*** Opening of RECORDS FOR THE EXERCISE ***

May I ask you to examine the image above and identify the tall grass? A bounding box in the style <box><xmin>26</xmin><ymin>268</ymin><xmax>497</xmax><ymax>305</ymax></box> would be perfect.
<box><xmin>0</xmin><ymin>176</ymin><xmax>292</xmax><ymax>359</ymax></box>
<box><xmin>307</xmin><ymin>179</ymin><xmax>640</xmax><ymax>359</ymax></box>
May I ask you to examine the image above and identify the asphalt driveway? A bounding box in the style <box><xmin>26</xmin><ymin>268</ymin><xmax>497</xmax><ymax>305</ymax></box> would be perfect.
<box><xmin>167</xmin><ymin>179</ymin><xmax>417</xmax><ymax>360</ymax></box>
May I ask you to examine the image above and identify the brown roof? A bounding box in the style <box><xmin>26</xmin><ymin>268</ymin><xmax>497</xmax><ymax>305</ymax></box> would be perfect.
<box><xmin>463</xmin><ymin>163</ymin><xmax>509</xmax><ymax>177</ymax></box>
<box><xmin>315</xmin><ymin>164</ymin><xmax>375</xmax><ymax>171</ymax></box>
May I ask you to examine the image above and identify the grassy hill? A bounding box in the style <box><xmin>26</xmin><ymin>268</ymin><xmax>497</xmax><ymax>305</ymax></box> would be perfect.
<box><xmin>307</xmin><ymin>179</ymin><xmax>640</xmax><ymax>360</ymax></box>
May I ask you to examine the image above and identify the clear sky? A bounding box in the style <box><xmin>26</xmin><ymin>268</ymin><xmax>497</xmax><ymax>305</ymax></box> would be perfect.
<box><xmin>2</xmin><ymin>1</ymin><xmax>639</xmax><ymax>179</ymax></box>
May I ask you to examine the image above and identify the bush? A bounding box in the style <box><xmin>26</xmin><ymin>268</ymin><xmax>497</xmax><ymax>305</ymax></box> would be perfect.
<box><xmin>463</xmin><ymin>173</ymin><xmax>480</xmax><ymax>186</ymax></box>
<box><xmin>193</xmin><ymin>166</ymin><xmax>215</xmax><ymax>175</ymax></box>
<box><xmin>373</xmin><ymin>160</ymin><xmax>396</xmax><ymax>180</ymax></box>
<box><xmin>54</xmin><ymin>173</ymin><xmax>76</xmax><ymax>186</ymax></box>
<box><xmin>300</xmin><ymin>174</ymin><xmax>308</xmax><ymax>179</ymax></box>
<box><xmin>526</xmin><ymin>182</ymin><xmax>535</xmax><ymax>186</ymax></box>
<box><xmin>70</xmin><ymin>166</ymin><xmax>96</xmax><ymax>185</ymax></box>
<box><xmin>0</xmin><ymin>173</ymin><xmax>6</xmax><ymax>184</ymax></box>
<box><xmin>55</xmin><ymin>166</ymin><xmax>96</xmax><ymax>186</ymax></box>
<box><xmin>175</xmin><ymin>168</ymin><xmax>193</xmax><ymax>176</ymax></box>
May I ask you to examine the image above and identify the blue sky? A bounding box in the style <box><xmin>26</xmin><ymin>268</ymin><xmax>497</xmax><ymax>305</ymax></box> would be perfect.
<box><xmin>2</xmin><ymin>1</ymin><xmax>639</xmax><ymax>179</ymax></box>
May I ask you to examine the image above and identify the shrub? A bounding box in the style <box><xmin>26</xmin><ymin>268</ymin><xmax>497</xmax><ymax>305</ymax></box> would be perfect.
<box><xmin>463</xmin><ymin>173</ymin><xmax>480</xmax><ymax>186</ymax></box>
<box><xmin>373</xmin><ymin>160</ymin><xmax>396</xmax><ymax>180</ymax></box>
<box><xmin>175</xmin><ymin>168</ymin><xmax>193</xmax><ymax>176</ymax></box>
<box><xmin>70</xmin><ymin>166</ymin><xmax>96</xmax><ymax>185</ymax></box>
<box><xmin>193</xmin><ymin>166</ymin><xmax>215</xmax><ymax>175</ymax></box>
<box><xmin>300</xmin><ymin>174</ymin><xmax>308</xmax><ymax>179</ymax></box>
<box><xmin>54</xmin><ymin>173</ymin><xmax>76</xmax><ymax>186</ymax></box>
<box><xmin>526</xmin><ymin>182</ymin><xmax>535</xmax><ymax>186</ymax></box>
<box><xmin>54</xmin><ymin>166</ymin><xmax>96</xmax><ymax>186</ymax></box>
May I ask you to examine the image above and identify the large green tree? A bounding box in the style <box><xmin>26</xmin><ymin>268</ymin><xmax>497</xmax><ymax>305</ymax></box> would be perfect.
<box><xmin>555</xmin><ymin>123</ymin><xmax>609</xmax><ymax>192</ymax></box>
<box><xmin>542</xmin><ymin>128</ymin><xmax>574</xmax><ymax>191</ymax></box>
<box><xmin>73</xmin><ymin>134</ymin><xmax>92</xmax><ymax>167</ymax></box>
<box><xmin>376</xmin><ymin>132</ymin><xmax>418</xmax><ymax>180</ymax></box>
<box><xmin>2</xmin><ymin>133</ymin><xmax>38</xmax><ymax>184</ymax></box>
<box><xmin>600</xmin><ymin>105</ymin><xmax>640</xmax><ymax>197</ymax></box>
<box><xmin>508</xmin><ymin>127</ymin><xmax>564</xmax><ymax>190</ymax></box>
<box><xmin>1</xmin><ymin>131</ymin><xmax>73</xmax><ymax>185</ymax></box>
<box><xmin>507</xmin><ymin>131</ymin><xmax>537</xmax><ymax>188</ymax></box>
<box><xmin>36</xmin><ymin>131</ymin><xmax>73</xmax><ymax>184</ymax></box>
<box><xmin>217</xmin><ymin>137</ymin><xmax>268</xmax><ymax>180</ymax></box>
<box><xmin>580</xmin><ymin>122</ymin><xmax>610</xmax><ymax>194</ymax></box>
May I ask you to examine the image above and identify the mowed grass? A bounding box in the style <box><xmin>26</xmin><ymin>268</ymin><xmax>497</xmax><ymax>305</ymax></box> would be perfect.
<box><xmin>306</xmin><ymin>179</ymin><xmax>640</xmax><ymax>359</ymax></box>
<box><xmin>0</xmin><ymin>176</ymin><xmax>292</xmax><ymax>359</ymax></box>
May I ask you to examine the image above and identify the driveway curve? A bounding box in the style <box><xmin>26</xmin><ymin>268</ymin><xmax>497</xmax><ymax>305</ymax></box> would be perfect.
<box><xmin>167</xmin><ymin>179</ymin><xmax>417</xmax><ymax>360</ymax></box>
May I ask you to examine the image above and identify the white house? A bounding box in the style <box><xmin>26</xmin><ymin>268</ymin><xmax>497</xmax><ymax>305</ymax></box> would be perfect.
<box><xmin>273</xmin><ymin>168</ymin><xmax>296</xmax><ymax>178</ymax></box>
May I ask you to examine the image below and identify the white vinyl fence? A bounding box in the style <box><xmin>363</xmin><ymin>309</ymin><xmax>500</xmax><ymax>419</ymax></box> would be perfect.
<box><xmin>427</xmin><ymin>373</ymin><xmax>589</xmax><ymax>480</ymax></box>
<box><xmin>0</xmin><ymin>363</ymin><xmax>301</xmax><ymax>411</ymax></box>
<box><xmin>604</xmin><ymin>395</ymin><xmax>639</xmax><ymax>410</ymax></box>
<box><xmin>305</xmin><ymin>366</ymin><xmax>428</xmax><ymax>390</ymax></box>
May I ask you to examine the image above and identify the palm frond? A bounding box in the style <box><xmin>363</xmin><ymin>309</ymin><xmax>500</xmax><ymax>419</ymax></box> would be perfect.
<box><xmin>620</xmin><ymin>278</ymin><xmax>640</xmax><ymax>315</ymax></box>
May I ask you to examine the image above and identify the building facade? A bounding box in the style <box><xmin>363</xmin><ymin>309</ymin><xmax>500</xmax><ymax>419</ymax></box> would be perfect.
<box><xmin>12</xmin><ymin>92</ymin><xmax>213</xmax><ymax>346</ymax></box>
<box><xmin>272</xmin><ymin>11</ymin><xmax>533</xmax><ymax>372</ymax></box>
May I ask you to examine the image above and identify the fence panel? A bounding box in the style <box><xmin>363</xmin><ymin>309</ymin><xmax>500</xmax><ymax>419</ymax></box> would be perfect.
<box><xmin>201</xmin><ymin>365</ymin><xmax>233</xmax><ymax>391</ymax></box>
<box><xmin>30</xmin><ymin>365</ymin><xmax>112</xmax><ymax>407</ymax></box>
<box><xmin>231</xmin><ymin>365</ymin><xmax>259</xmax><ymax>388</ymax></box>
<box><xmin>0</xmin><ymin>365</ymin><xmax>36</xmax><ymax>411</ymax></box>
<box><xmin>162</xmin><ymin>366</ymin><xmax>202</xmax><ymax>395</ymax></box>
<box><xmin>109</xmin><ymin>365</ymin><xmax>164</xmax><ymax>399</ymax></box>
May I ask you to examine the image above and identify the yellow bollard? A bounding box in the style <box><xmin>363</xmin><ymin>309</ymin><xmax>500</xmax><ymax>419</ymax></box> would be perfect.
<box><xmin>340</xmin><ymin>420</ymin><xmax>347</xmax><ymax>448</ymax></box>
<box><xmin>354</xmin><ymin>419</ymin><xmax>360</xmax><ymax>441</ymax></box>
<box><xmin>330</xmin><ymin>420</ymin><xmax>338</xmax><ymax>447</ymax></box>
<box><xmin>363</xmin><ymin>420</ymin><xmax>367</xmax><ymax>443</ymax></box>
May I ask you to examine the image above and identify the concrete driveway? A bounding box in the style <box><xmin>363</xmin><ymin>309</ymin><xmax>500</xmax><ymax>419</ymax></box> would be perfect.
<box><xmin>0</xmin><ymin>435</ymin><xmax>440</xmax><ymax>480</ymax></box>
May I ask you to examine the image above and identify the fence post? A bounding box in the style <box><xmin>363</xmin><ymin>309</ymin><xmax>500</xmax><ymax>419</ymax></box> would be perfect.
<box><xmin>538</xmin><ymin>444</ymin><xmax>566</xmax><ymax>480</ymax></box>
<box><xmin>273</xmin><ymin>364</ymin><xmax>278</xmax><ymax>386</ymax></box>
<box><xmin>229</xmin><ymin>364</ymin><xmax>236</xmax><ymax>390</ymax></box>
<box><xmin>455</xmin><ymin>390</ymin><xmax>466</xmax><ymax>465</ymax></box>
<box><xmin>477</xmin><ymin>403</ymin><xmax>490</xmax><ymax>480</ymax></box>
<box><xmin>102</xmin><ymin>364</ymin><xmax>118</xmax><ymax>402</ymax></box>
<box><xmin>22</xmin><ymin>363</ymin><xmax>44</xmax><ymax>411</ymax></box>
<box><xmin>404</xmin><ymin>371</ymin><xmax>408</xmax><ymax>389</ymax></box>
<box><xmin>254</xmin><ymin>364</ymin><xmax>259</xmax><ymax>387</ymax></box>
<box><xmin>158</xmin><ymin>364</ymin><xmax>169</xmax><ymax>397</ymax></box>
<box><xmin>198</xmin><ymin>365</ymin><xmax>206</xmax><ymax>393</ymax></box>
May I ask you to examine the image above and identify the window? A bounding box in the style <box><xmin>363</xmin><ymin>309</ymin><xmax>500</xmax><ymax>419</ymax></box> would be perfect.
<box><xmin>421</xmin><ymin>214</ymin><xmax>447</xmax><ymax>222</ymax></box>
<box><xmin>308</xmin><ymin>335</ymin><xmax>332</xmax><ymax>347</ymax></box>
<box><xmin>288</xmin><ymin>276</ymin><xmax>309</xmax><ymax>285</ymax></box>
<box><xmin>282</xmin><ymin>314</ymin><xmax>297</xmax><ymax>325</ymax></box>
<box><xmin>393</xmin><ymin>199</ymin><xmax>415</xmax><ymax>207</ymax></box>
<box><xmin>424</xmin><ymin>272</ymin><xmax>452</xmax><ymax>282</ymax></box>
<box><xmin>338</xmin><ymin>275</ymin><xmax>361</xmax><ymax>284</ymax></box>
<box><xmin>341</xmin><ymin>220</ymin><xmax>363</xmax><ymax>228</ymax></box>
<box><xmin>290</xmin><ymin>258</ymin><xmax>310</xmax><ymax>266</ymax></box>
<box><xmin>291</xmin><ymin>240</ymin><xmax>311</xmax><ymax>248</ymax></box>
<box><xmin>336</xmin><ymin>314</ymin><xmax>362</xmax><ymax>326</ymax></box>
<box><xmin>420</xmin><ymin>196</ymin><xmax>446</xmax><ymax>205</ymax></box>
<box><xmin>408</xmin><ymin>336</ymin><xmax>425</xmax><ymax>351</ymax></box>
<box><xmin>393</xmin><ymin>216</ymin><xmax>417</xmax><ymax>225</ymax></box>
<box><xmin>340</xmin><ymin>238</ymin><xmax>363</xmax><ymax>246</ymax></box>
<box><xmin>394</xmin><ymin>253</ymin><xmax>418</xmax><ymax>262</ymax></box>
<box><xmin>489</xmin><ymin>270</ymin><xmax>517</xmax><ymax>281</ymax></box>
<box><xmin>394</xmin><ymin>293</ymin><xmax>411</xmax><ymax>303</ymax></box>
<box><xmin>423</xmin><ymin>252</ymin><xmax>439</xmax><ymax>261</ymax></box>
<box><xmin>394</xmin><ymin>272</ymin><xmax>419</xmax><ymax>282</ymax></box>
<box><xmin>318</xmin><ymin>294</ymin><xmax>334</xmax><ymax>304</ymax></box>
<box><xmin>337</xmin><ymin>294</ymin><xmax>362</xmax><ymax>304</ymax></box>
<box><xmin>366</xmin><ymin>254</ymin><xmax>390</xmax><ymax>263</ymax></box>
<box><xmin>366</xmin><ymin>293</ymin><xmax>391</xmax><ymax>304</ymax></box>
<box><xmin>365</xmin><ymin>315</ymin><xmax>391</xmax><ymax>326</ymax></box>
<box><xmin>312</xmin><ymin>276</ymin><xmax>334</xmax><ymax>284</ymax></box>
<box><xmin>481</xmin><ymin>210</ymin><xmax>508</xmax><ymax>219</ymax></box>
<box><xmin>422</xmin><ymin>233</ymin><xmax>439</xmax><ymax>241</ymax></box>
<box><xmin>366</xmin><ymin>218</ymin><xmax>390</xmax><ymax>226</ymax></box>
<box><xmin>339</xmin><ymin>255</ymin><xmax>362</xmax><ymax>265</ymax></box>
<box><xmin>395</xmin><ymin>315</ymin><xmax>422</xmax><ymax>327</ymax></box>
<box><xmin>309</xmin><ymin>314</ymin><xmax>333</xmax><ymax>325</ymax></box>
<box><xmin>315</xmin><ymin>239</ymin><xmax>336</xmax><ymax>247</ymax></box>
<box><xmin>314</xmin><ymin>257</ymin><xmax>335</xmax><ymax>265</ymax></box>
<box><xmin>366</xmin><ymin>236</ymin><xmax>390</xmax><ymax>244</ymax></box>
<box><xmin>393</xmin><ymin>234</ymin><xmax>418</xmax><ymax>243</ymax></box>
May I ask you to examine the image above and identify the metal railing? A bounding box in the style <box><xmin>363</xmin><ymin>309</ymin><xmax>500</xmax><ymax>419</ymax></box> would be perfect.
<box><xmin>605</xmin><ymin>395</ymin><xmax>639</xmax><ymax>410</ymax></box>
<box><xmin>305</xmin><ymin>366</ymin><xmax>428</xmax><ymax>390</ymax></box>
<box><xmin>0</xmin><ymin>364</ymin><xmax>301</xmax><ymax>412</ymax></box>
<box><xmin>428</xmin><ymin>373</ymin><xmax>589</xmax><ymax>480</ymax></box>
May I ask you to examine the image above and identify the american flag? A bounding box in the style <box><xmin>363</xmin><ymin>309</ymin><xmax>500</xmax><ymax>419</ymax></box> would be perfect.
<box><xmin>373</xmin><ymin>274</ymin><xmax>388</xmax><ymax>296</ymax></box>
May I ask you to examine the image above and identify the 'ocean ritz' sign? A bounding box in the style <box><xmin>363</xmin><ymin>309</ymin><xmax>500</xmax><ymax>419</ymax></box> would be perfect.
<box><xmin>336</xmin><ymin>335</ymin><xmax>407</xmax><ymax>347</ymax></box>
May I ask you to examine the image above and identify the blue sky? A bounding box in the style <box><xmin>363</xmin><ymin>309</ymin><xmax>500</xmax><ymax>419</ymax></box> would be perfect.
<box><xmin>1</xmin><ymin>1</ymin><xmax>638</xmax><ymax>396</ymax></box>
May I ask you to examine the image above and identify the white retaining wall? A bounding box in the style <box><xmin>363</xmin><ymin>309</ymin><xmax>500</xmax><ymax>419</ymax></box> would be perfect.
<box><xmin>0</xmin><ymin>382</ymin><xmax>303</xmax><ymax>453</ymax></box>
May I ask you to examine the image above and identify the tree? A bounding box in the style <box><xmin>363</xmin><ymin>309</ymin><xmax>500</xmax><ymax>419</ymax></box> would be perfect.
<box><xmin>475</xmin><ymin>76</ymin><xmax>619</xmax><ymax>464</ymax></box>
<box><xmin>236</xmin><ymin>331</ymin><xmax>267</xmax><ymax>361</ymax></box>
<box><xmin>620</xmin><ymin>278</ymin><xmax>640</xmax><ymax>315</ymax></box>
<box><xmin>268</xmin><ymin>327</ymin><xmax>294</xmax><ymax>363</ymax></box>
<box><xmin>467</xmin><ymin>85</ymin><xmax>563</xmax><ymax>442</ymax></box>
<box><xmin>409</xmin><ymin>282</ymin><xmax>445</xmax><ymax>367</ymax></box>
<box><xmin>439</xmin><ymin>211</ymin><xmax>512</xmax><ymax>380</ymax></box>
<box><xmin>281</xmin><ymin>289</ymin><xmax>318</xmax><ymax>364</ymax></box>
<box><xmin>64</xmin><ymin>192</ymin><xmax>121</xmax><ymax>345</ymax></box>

*** Close of RECORDS FOR THE EXERCISE ***

*PROBLEM TO SOLVE:*
Everything from the line that contains "identify the tree?" to the last line of the entries above should be repeated word for word, both lines included, with no other output.

*ANSWER SPACE:*
May I ask you to examine the image above and identify the tree? A bounding box in the style <box><xmin>363</xmin><ymin>309</ymin><xmax>500</xmax><ymax>419</ymax></box> would be perfect.
<box><xmin>475</xmin><ymin>76</ymin><xmax>619</xmax><ymax>464</ymax></box>
<box><xmin>236</xmin><ymin>331</ymin><xmax>267</xmax><ymax>361</ymax></box>
<box><xmin>620</xmin><ymin>278</ymin><xmax>640</xmax><ymax>315</ymax></box>
<box><xmin>268</xmin><ymin>327</ymin><xmax>294</xmax><ymax>363</ymax></box>
<box><xmin>467</xmin><ymin>85</ymin><xmax>563</xmax><ymax>442</ymax></box>
<box><xmin>409</xmin><ymin>282</ymin><xmax>445</xmax><ymax>367</ymax></box>
<box><xmin>439</xmin><ymin>211</ymin><xmax>512</xmax><ymax>380</ymax></box>
<box><xmin>281</xmin><ymin>289</ymin><xmax>318</xmax><ymax>364</ymax></box>
<box><xmin>64</xmin><ymin>192</ymin><xmax>121</xmax><ymax>345</ymax></box>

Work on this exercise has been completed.